RECORDS SHOWN
>> Start
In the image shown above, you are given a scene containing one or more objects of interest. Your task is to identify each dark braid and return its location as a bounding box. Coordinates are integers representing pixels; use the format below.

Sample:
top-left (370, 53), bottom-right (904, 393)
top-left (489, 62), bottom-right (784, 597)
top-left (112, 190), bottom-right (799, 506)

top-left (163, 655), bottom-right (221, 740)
>> End
WHAT YOU WILL DO
Rewrite each entry above in full, requests included, shifting every coordinate in the answers up by 118. Leave the sample coordinates unchanged.

WORKED SOLUTION
In the image shown above, you are given a scene containing one or more objects of interest. Your task is to identify each dark braid and return its location as a bounding box. Coordinates are integers representing pixels; use the format below.

Sample:
top-left (370, 53), bottom-right (904, 393)
top-left (489, 62), bottom-right (784, 597)
top-left (112, 190), bottom-right (799, 506)

top-left (281, 773), bottom-right (339, 858)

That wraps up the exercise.